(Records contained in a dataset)
◇ ◇ ◇ ◇ ◇

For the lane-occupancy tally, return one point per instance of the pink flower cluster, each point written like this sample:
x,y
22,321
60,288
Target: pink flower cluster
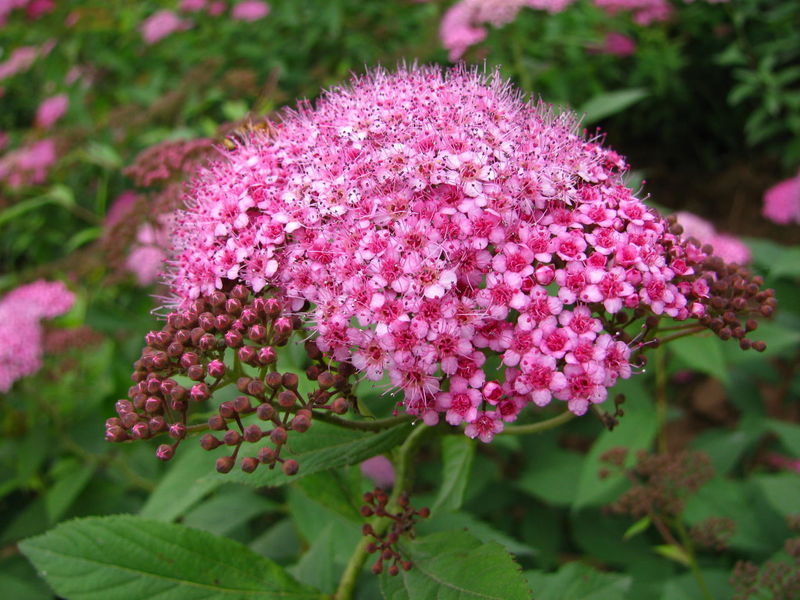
x,y
28,165
782,202
440,228
463,24
33,8
21,311
727,247
160,25
643,12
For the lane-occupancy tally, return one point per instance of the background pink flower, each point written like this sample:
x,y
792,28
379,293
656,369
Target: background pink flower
x,y
250,10
782,202
160,25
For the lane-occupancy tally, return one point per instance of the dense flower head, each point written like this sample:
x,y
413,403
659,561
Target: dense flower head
x,y
21,313
437,231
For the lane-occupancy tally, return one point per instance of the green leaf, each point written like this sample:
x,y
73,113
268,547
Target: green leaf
x,y
325,447
702,353
610,103
673,553
636,430
578,581
639,527
458,454
129,558
454,565
71,477
480,529
183,486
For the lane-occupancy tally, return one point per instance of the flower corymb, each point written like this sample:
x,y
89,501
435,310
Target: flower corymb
x,y
437,232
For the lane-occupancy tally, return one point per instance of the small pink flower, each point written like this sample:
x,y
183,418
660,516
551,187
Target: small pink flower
x,y
160,25
250,10
51,110
782,202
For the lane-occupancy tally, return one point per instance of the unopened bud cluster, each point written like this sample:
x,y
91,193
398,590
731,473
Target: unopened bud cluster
x,y
194,344
385,545
660,483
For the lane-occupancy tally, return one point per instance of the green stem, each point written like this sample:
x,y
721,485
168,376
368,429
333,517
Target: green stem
x,y
661,398
404,467
689,550
369,425
540,426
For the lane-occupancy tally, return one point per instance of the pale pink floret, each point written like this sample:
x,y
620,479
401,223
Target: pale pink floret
x,y
21,312
782,202
434,222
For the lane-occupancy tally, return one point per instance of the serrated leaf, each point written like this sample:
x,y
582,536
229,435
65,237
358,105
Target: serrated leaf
x,y
129,558
610,103
639,527
454,565
458,454
578,581
324,447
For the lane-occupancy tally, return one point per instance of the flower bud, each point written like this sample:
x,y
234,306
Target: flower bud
x,y
216,368
225,464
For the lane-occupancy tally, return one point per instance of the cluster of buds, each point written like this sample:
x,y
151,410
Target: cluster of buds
x,y
731,296
660,483
777,578
194,344
385,545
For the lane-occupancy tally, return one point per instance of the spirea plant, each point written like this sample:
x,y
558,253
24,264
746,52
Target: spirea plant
x,y
440,257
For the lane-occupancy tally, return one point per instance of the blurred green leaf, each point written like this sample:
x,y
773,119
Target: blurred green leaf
x,y
610,103
453,566
129,558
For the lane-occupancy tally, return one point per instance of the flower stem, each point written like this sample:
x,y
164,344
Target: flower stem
x,y
368,425
540,426
696,572
403,466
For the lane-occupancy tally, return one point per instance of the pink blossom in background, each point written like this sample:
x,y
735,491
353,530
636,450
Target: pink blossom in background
x,y
28,165
20,314
160,25
782,202
250,10
51,110
643,12
462,24
20,60
618,44
380,469
727,247
192,5
215,9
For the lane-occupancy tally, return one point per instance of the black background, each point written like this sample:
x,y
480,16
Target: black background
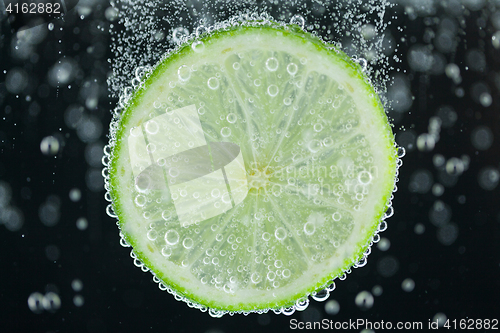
x,y
460,280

◇ ◇ ◇ ◇ ◇

* EXERCISE: Print all of the entries word for word. Skip any images they contain.

* RESULT:
For the lane-occupancy tally, return one point per instance of the pink flower cluster, each point written like this sample:
x,y
22,321
60,288
Target: pink flower cluster
x,y
28,165
782,202
440,228
463,24
33,8
21,311
727,247
160,25
643,12
For the lane-occupancy tally, return one point per instance of the background pink flower, each point written like this sample:
x,y
792,28
379,293
656,369
Target: background pink flower
x,y
250,10
782,202
160,25
For the lane-occupancy tally, return one point per instance of the dense flower head, each point written like this sample:
x,y
413,403
659,561
Target: dense flower head
x,y
21,313
437,231
For the lane-occupancy tally, return one point per instance of the green leaf, each point written like this sample:
x,y
73,113
268,547
Target: green leaf
x,y
325,447
702,353
610,103
673,553
636,430
578,581
639,527
458,454
129,558
454,565
71,477
480,529
183,486
For the lane-occupancy tally, return one point per instance of the flower corymb, each point written like this sample:
x,y
89,501
435,310
Target: flower corymb
x,y
437,232
For the lane-occupancy tally, return one point per instance of the small pink flower, each point written like this sample:
x,y
183,418
660,516
551,187
Target: small pink flower
x,y
160,25
250,10
51,110
782,202
For the lane-occupancy tally, return one point per instance of the unopened bud cluster, each point written like this sample:
x,y
91,193
398,590
731,473
Target: unopened bud cluster
x,y
194,344
385,545
660,483
For the lane-occupancy tally, return one point per instance of the green stem, each point written like this sample:
x,y
721,485
168,376
368,429
333,517
Target: green stem
x,y
661,398
404,467
689,550
369,425
540,426
For the lane-occupancy tally, return one point per instance of the pale pink floret, each point written like this sample:
x,y
620,479
401,223
Target: pale pink floret
x,y
21,312
782,202
434,222
For the lane-occupancy tally, return one point per instance of the serrated leaf, each point written like this sample:
x,y
582,536
229,435
65,237
358,105
Target: serrated leaf
x,y
129,558
610,103
639,527
454,565
458,454
578,581
324,447
For the lane-occupancy tally, return one point per instance of the flower bud, each point written like this sample:
x,y
234,306
Target: flower bud
x,y
216,368
225,464
For the lane-occupancy tally, return one point per instance of the cluster of buds, each point written like this sample:
x,y
151,410
Target: cluster of buds
x,y
731,296
660,483
777,578
194,344
385,545
For the lane-occupancy tally, return one point per instance of the spirea plant, each point written like this sample:
x,y
558,253
24,264
746,52
Target: spirea plant
x,y
440,257
For the lane-occupancy tally, return one point per instance of the blurred green leaf, each point written like this sample:
x,y
773,119
Target: blurred green leaf
x,y
610,103
453,566
129,558
For the lane-occupancy tally, return one point per instance of the flower stem, each point written like this sample:
x,y
164,344
Target: flower stem
x,y
368,425
540,426
696,572
403,466
For the lane-occupancy tally, return one point per instance of the pink blossom in background, each point written like this sample:
x,y
735,491
353,530
636,450
Target: pink blossom in background
x,y
28,165
20,314
160,25
782,202
250,10
51,110
643,12
462,24
20,60
618,44
380,469
727,247
192,5
215,9
For the lane-occupancy tally, return one point per instance of the black background, each point written like this sample:
x,y
480,16
Target: black background
x,y
460,280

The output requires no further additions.